• _Stated exercise_
Replace every "concrete curb" with "stone curb" in the items below, leaving everything else unchanged.

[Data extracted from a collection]

▼▼▼

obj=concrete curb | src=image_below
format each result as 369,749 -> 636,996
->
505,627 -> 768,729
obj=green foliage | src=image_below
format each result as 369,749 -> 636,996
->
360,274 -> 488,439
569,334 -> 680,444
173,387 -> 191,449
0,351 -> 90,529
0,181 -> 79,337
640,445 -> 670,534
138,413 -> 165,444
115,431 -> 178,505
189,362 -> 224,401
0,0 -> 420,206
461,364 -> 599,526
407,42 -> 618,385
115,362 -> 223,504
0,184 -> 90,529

▲▲▲

• _Finished answer_
obj=stone curb | src=image_below
format each result as 369,749 -> 636,996
->
505,627 -> 768,729
obj=green foliage | src=image_below
format each result as 369,749 -> 636,996
->
360,274 -> 488,439
569,334 -> 680,444
173,387 -> 191,449
0,351 -> 90,529
0,181 -> 79,337
640,445 -> 670,534
138,413 -> 165,444
115,431 -> 178,505
189,362 -> 224,401
0,0 -> 420,206
461,364 -> 599,526
407,42 -> 618,385
115,362 -> 223,504
0,184 -> 90,529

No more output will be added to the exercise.